To do
Convert the listing, from its first line through the line containing "positive clicks: (760, 613)", into a Markdown table with the columns No. and Line, omitting any blank lines.

—————

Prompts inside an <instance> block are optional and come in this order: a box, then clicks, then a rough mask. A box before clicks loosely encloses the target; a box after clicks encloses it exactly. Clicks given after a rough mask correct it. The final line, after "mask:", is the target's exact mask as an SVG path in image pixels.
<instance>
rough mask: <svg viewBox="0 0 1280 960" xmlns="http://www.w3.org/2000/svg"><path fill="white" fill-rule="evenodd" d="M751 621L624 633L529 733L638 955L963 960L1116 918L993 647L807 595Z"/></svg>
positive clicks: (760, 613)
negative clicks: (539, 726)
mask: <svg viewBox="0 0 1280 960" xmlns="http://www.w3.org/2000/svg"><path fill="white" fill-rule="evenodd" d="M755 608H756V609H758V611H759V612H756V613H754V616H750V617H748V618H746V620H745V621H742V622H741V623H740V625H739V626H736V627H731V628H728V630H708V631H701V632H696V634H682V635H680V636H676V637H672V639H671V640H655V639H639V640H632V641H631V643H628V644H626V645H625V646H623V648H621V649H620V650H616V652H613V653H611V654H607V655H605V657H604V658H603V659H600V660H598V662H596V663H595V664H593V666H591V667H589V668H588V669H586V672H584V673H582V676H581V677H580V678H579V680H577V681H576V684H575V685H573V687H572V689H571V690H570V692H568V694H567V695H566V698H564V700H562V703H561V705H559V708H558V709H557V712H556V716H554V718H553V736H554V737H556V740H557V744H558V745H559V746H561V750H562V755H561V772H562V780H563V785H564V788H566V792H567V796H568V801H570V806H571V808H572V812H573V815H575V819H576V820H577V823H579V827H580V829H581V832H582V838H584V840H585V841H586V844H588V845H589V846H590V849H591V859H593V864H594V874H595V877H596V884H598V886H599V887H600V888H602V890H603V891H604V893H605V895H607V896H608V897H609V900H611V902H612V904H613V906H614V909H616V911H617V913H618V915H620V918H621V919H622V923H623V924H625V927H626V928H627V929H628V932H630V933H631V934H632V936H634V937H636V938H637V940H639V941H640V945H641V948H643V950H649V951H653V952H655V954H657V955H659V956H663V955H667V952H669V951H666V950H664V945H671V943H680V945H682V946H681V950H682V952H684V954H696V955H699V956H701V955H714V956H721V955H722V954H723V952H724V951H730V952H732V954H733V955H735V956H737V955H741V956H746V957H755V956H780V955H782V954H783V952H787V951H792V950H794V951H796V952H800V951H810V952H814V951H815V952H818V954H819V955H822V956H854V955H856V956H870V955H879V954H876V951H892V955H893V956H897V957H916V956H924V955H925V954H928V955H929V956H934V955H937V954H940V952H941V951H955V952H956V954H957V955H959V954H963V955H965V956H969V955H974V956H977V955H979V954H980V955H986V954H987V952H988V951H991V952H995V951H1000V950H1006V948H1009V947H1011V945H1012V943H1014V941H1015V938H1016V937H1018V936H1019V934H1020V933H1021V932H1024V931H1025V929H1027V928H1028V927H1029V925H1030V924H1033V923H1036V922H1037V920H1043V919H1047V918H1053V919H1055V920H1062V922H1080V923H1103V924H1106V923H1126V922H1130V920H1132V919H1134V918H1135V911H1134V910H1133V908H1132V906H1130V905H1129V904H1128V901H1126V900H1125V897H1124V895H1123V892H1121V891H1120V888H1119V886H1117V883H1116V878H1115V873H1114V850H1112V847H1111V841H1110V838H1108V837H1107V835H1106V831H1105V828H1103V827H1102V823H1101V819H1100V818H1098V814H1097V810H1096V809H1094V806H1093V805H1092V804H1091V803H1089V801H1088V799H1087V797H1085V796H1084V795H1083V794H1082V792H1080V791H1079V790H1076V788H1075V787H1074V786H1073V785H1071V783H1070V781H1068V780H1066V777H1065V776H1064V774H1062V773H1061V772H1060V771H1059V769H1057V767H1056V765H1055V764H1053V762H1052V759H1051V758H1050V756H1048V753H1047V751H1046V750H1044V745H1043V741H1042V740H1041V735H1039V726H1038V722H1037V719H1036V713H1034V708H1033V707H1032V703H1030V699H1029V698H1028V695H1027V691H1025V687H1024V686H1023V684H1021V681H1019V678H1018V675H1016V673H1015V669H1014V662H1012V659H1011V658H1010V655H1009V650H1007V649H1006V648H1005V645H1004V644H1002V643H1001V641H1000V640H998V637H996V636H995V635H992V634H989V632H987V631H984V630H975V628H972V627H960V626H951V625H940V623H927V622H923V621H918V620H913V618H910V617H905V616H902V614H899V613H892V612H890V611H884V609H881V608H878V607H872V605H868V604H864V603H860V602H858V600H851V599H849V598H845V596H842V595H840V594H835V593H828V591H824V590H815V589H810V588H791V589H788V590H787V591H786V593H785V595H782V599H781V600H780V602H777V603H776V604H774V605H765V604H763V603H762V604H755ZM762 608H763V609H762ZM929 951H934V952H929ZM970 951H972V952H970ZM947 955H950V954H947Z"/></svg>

—————

Task result
| No. | Line |
|---|---|
| 1 | Prompts inside an <instance> block are optional and come in this order: a box, then clicks, then a rough mask. A box before clicks loosely encloses the target; a box after clicks encloses it exactly. Clicks given after a rough mask correct it. The final line, after "mask:", is the target's exact mask as an SVG path in image pixels. |
| 2 | <instance> |
| 3 | rough mask: <svg viewBox="0 0 1280 960" xmlns="http://www.w3.org/2000/svg"><path fill="white" fill-rule="evenodd" d="M751 621L624 633L529 733L638 955L963 960L1116 918L993 647L807 595Z"/></svg> |
| 4 | positive clicks: (760, 613) |